• _SOURCE TEXT_
Well, in fact, you can. There is more than one way of adding new
media-type to extension mappings in apache.
It doesn't matter what Apache offers if the user doesn't have the
necessary rights, or if Apache isn't configured to let .htaccess override
settings
in httpd.conf. There are thousands of these users only in Norway. What do
we do about them?
I'll take the liberty of suggesting that you may have meant to say
that for some percentage of the environments we hope to target that it
is hard or impossible to create new media-type to extension mappings.
I didn't mean it's impossible for everyone, but the ones I'm talking
about; people that have free hosting bundled with their internet service
has only the possibility to serve content from static HTML pages and has
absolutely no rights or ways to configure how the server should serve
their content. Everything is static and locked-in. If '.xml' is mapped to
'Content-Type: text/xml', there's absolutely nothing they can do about it.
Nothing.
That is something that needs to be considered but maybe the 80/20 rule
can make the decision here?
Maybe. I hope so, but I know that in Norway, these users can't be
excluded. We have free hosting services in Norway that doesn't have as
much restrictions, but the majority of services do. And it's of course the
majority of services that are being used. So I'm pretty confident that the
80/20 rule applies here.

• _MATERIAL TO PROCESS_
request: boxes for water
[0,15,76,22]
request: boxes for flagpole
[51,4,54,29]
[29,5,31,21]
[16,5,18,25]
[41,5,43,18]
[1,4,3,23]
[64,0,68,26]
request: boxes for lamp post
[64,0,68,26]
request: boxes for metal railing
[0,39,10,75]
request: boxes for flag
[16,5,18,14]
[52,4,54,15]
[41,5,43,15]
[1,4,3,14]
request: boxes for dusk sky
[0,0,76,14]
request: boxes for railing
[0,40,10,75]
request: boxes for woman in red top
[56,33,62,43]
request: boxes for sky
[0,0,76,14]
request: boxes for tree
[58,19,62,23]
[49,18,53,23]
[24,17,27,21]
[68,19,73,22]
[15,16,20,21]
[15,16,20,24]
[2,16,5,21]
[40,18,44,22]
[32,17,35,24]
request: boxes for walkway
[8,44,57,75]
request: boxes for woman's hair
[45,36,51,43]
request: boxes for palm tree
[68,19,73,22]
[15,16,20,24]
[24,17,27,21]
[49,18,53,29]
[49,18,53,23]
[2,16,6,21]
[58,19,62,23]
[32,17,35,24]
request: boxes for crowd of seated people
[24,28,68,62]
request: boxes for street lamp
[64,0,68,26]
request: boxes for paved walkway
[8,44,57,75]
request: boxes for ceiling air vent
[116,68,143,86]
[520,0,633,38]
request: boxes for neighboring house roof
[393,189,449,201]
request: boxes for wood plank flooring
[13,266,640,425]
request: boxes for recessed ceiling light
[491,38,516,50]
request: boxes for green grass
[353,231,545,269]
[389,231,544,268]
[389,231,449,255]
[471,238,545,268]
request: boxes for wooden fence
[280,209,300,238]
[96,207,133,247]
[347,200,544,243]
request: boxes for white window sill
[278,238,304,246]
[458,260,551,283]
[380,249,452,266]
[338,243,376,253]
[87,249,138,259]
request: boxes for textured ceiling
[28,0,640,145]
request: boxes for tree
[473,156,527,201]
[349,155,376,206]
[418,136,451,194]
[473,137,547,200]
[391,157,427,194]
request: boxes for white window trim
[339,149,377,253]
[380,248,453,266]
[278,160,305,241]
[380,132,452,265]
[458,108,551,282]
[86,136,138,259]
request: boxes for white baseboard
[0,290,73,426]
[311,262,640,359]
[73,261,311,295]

• _TASK INSTRUCTIONS_
1) Pull out the passage of the text on Apache media-type mappings from "I didn't mean" to "rule applies here.".
2) Reproduce the lines in the records from the line with "request: boxes for ceiling air vent" to the line with "[491,38,516,50]".

• _RESULTS BY TASK_
1)
I didn't mean it's impossible for everyone, but the ones I'm talking
about; people that have free hosting bundled with their internet service
has only the possibility to serve content from static HTML pages and has
absolutely no rights or ways to configure how the server should serve
their content. Everything is static and locked-in. If '.xml' is mapped to
'Content-Type: text/xml', there's absolutely nothing they can do about it.
Nothing.
That is something that needs to be considered but maybe the 80/20 rule
can make the decision here?
Maybe. I hope so, but I know that in Norway, these users can't be
excluded. We have free hosting services in Norway that doesn't have as
much restrictions, but the majority of services do. And it's of course the
majority of services that are being used. So I'm pretty confident that the
80/20 rule applies here.

2)
request: boxes for ceiling air vent
[116,68,143,86]
[520,0,633,38]
request: boxes for neighboring house roof
[393,189,449,201]
request: boxes for wood plank flooring
[13,266,640,425]
request: boxes for recessed ceiling light
[491,38,516,50]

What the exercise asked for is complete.